# SHORT TASK
What follows is a listing; give it again exactly, in its entirety.

== DATASET CONTENT ==

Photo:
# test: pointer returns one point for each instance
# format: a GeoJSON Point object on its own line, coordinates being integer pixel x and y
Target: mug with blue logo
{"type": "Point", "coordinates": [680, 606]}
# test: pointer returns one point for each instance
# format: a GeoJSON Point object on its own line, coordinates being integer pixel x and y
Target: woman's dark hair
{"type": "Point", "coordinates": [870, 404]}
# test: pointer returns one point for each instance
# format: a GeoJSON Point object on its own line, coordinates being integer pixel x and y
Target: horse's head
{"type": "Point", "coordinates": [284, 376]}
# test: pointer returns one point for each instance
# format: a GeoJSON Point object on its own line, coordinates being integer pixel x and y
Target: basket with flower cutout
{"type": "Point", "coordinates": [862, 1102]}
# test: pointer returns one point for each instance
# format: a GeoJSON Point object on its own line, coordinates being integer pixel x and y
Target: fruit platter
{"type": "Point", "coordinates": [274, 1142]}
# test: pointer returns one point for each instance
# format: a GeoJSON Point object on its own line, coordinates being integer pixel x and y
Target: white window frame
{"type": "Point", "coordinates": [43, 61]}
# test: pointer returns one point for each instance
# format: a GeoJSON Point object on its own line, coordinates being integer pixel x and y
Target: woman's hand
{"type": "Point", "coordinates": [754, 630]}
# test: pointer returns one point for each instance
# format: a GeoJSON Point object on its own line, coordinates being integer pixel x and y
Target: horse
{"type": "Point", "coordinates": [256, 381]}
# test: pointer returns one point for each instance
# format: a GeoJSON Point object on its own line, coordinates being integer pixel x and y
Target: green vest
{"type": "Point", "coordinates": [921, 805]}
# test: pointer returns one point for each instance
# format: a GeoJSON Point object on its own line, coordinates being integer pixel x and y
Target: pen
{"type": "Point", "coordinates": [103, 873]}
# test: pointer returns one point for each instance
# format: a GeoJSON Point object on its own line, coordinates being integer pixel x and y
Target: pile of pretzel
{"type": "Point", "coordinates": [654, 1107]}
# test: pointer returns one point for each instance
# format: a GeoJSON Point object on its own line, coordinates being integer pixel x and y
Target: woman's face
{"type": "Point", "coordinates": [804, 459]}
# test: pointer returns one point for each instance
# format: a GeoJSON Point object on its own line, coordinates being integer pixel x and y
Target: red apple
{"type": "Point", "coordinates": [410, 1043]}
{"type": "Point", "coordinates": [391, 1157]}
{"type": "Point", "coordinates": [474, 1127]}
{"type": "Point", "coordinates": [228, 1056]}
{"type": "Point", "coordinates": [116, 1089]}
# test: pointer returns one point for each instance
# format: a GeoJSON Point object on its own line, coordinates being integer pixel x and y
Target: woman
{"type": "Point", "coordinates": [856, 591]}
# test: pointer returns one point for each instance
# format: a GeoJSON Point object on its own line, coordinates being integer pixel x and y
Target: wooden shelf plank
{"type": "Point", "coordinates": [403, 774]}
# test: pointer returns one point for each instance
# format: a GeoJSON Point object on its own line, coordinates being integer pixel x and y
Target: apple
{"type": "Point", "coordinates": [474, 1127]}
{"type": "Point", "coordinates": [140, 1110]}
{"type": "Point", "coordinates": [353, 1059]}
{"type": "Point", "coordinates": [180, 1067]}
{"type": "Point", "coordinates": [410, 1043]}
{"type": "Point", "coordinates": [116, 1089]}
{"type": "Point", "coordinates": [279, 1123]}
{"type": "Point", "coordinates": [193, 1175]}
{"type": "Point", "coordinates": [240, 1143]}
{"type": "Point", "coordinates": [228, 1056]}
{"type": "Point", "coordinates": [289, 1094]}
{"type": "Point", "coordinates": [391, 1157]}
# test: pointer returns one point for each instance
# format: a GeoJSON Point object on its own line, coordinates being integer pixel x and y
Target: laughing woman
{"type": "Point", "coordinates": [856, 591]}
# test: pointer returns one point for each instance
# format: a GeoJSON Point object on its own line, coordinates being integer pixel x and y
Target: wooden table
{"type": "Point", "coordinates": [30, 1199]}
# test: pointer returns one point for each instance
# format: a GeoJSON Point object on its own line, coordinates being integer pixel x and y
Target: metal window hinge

===

# FULL ANSWER
Photo:
# test: pointer returns one point for each instance
# format: a GeoJSON Point object on its own line, coordinates being integer pixel x and y
Target: mug with blue logo
{"type": "Point", "coordinates": [680, 606]}
# test: pointer returns one point for each instance
# format: a GeoJSON Point object on its own line, coordinates being integer pixel x and y
Target: woman's dark hair
{"type": "Point", "coordinates": [870, 404]}
# test: pointer returns one point for each instance
# format: a GeoJSON Point object on its own line, coordinates being integer pixel x and y
Target: horse's head
{"type": "Point", "coordinates": [284, 376]}
# test: pointer returns one point for each instance
# format: a GeoJSON Point object on its own line, coordinates being integer pixel x and y
Target: basket with flower cutout
{"type": "Point", "coordinates": [862, 1102]}
# test: pointer returns one point for each instance
# format: a GeoJSON Point object on its own line, coordinates being integer pixel x and y
Target: fruit platter
{"type": "Point", "coordinates": [274, 1142]}
# test: pointer returns one point for each instance
# format: a GeoJSON Point object on its own line, coordinates being integer pixel x and y
Target: white window frame
{"type": "Point", "coordinates": [43, 61]}
# test: pointer returns one point for each instance
# format: a GeoJSON Point object on its own line, coordinates being integer pixel x and y
Target: woman's hand
{"type": "Point", "coordinates": [754, 630]}
# test: pointer returns one point for each instance
# format: a GeoJSON Point object on its own line, coordinates being integer pixel x and y
Target: horse
{"type": "Point", "coordinates": [256, 381]}
# test: pointer returns one point for each instance
# format: a GeoJSON Point object on its own line, coordinates being integer pixel x and y
Target: green vest
{"type": "Point", "coordinates": [921, 805]}
# test: pointer returns one point for each instance
# format: a GeoJSON Point object on its own line, coordinates being integer pixel x and y
Target: pen
{"type": "Point", "coordinates": [103, 873]}
# test: pointer returns one point for each instance
# format: a GeoJSON Point object on its own line, coordinates being integer pixel x and y
Target: pile of pretzel
{"type": "Point", "coordinates": [654, 1107]}
# test: pointer returns one point for each instance
# format: a GeoJSON Point object on its own line, coordinates being integer pixel x and y
Target: woman's face
{"type": "Point", "coordinates": [804, 459]}
# test: pointer returns one point for each instance
# format: a GeoJSON Point object on its own line, coordinates being integer pixel x and y
Target: red apple
{"type": "Point", "coordinates": [410, 1043]}
{"type": "Point", "coordinates": [391, 1157]}
{"type": "Point", "coordinates": [474, 1127]}
{"type": "Point", "coordinates": [228, 1056]}
{"type": "Point", "coordinates": [116, 1089]}
# test: pointer returns one point for each instance
# format: a GeoJSON Point object on its own line, coordinates being integer pixel x and y
Target: woman
{"type": "Point", "coordinates": [856, 591]}
# test: pointer returns one point for each instance
# format: a GeoJSON Point object on its own line, coordinates being integer pixel x and y
Target: wooden shelf plank
{"type": "Point", "coordinates": [403, 774]}
# test: pointer returns one point for each instance
# format: a GeoJSON Point object on its own line, coordinates being integer pixel x and y
Target: apple
{"type": "Point", "coordinates": [474, 1127]}
{"type": "Point", "coordinates": [140, 1110]}
{"type": "Point", "coordinates": [353, 1059]}
{"type": "Point", "coordinates": [180, 1067]}
{"type": "Point", "coordinates": [410, 1043]}
{"type": "Point", "coordinates": [116, 1089]}
{"type": "Point", "coordinates": [279, 1123]}
{"type": "Point", "coordinates": [193, 1175]}
{"type": "Point", "coordinates": [240, 1143]}
{"type": "Point", "coordinates": [228, 1056]}
{"type": "Point", "coordinates": [289, 1094]}
{"type": "Point", "coordinates": [391, 1157]}
# test: pointer returns one point for each instance
# format: a GeoJSON Point object on its own line, coordinates being integer pixel x and y
Target: laughing woman
{"type": "Point", "coordinates": [856, 591]}
# test: pointer returns one point for each instance
# format: a GeoJSON Point object on its own line, coordinates being integer pixel x and y
Target: wooden table
{"type": "Point", "coordinates": [30, 1199]}
# test: pointer returns one point for each instance
# format: a GeoJSON Point object on its own line, coordinates being integer pixel x and y
Target: metal window hinge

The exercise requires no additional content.